→ EXERCISE TEXT
++++++++++

Troutman Pepper

Since April 2020, many health care providers have received payments from the CARES Act Provider Relief Fund (PRF) in the form of general or targeted distributions. Many providers have questions about receiving and using these funds, as well as ongoing compliance requirements. The Department of Health and Human Services (HHS) is continuing to update its list of frequently asked questions, with changes as recent as July 30. Highlighted below are some of the more interesting clarifications that were issued in July.

Provider Relief distributions paid to for-profit providers are taxable.

Recently, the IRS issued guidance in the FAQ section of its website stating that payments from the PRF did not qualify as qualified disaster relief payments under section 139 of the Internal Revenue Code, and thus were taxable income to health care providers that are not tax-exempt entities. The IRS also confirmed that, for tax-exempt health care providers, PRF payments could be taxable income if these payments were made to reimburse expenses or lost revenue with respect to an unrelated trade or business of the tax-exempt entity. In the absence of a legislative fix to specifically exclude these relief payments from income, the most prudent course of action would be to treat PRF payments as taxable income.

++++++++++

→ EXCERPTED DATA
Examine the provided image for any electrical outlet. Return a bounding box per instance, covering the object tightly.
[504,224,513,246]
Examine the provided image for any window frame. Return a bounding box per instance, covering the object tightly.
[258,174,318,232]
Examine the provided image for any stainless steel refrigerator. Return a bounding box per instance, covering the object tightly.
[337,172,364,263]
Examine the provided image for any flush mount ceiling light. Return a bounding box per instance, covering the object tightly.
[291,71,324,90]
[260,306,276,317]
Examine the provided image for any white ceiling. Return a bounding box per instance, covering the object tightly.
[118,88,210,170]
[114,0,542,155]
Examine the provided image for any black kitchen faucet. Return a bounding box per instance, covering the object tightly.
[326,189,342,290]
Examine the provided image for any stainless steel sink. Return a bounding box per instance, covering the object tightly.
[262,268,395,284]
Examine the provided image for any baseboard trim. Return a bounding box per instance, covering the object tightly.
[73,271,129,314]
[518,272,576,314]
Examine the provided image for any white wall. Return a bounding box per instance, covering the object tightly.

++++++++++

→ WHAT YOU NEED TO DO
Copy the passage of the text on Provider Relief Fund payments word for word, starting at "Troutman Pepper" and continuing up to and including "issued in July.".

→ SOLUTION
Troutman Pepper

Since April 2020, many health care providers have received payments from the CARES Act Provider Relief Fund (PRF) in the form of general or targeted distributions. Many providers have questions about receiving and using these funds, as well as ongoing compliance requirements. The Department of Health and Human Services (HHS) is continuing to update its list of frequently asked questions, with changes as recent as July 30. Highlighted below are some of the more interesting clarifications that were issued in July.